Reading passage section start
Purchased wood-fired oven option – If you’d rather get a wood-fired oven you can gift wrap, the Ooni Karu is hard to beat. One of our best friends has one and absolutely loves it. (He used to be a chef.)
+Pizza peel aka bread peel:
- Oh, and when the wood-fired oven is ready, a 42″ wooden pizza peel will solidify your position as the all-time best gift giver!
- It’s not as sexy or authentic, but a stainless steel pizza peel is also great for indoor use and cleans easier (we actually use both when doing cob oven bakes).
10. Pizza stone
You can also make fantastic pizza indoors using pizza stones. Here’s a really good pizza stone that even comes with its own pizza peel.
11. Fermentation crock
Sauerkraut, kimchi, pickles… There are so many wonderful fermented probiotic foods you can make in a fermentation crock.
12. Swingtop glass bottles
We ALWAYS have jars of homemade fermented liquid concoctions in our fridge or bubbling away on our countertops. And we always use reusable glass swingtop bottles for storage, whether it’s for cider, kombucha, ginger bugs, or other tasty beverages.
13. Conical stainless steel fermenter + glass carboys
Continuing on the fermentation theme… We used to make a lot of homemade alcohol fermentations back before the research literature convinced us that we should cut alcohol out of our lives for improved health. During that time, our stainless steel conical fermentation tank was often bubbling away with elderberry wine, pumpkin champagne, and other concoctions.
If your food-loving gift recipient loves making their own homemade beer or wine, they’ll love this gift!
+Add-on gift – Transferring/racking the final fermented concoctions (such as beer, wine, or cider) into glass carboys after fermentation is also essential. We’d advise against using plastic containers (even if it’s supposed to be food grade) to store or make any high acid and/or fermented liquids due to the potential for plastic compounds leaching into the liquid.
14. Pressure canner
Water bath canning is fine for jellies and jams but if someone is serious about canning and wants to safely can things such as protein-rich soups and stews with zero botulism risk, a pressure canner is essential. The All American pressure cooker-canner is perfect.
15. Weck canning jars
In the US, we’re used to the metal-lidded canning jars. However, in parts of Europe, Weck canning jars are universally used. Why? 1) Weck canning jars have reusable glass lids, and 2) they don’t have the BPA coating found on the underside of our standard metal canning jar lids.
Check out Weck’s full list of canning jars to find the ones that make the perfect gift for you!
16. Cookbooks
We can’t have a gift guide for home chefs that doesn’t include a few cookbooks! Here are a few of our absolute favorite cookbooks that any kitchen dweller will love:
- Any cookbook written byYotam Ottolenghi. If forced to pick one, we’d recommend Plenty.
- Forage, Harvest, Feast: a wild-inspired cuisine by Marie Viljoen (an awesome human, forager, and gardener we also happen to know).
- Shrubs: An old-fashioned drink for modern times.
- The NOMA Guide to Fermentation – a fantastic book for the fermentation-curious or expert fermenter alike!
We hope our gift ideas for home chefs will help you find the perfect gift for the special food-loving, food-making friend, partner, or family member who makes your world taste better!
Reading passage section end
Exercise description
According to the gift guide for home chefs, why should plastic containers not be used to store or make high-acid or fermented liquids? Answer in one to three sentences.
Stored data section start
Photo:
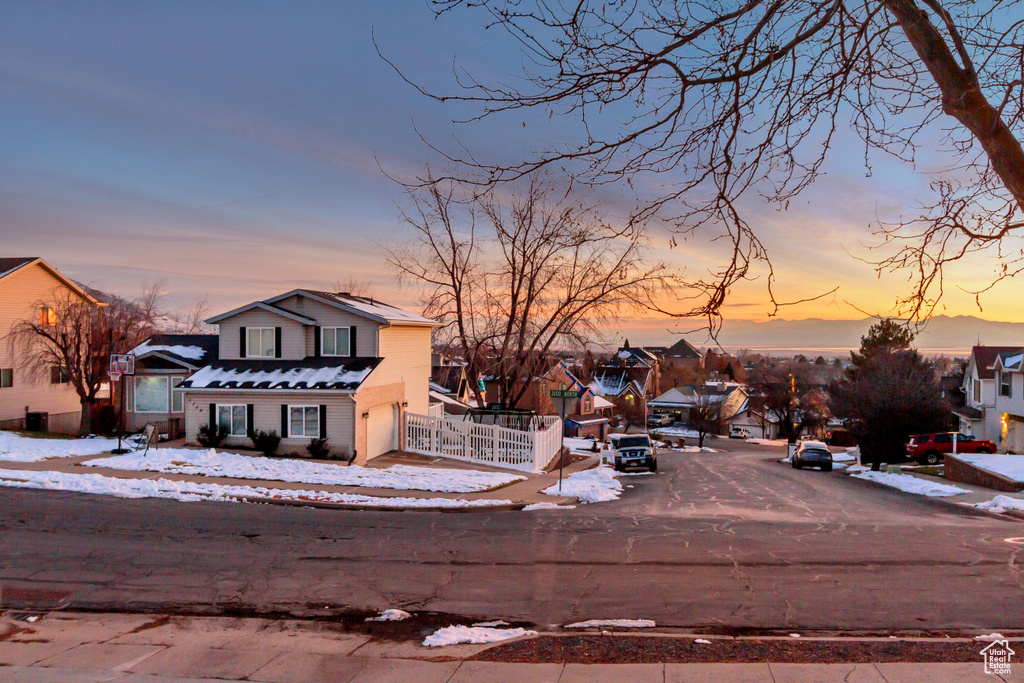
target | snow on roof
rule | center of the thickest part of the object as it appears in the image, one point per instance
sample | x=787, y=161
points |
Stored data section end
Finished exercise
Compounds from the plastic could leach into the liquid. The guide gives this warning even for plastic that is supposed to be food grade.